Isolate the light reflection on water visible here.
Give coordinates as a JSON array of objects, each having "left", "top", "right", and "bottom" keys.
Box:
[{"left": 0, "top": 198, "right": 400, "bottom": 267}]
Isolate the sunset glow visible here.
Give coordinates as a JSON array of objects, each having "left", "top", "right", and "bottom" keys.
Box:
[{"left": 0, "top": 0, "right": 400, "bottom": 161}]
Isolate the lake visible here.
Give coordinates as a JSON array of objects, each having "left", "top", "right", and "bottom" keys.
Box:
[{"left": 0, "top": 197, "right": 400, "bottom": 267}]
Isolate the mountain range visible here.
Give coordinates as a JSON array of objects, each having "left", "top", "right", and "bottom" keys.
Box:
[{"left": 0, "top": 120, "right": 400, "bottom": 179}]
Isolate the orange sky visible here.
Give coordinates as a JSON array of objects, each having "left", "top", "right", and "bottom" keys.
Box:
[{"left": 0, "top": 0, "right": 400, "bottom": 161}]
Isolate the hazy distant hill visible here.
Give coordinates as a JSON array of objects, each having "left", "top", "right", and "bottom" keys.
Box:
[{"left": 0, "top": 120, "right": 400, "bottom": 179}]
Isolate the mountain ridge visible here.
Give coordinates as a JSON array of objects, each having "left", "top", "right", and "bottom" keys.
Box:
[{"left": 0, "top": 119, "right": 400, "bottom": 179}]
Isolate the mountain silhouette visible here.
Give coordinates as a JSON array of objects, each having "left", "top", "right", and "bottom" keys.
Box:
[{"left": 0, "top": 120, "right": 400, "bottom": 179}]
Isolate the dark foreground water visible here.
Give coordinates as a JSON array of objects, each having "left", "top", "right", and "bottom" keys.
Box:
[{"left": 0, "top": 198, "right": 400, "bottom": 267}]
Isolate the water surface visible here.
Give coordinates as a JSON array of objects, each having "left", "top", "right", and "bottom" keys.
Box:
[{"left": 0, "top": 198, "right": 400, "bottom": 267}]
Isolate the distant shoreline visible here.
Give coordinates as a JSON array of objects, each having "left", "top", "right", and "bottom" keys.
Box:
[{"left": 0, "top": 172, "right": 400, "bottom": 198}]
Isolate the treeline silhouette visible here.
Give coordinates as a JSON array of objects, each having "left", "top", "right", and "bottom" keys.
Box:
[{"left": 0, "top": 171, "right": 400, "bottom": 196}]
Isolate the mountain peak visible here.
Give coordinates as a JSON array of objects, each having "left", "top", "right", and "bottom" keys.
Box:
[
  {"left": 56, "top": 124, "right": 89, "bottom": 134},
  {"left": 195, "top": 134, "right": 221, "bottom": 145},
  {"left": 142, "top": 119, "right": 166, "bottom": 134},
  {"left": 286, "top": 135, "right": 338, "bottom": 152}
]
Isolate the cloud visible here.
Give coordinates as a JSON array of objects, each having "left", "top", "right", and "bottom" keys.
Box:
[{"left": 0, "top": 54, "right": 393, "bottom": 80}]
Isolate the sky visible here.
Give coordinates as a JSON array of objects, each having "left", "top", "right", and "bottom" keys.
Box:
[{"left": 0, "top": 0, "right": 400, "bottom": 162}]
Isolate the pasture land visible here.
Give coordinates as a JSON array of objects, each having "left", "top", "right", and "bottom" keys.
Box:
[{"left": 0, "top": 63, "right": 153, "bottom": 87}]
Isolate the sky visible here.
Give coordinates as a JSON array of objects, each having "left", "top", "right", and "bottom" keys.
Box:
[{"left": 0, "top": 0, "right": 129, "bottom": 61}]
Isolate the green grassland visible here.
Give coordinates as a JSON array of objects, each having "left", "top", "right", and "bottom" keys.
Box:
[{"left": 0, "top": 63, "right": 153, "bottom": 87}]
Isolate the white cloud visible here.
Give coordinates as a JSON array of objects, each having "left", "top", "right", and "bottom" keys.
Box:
......
(GIVEN PROBLEM): Show each line from the listing above that contains the word "silhouette".

(TASK RESPONSE):
Isolate the mountain silhouette visible here.
Isolate the treeline silhouette visible here.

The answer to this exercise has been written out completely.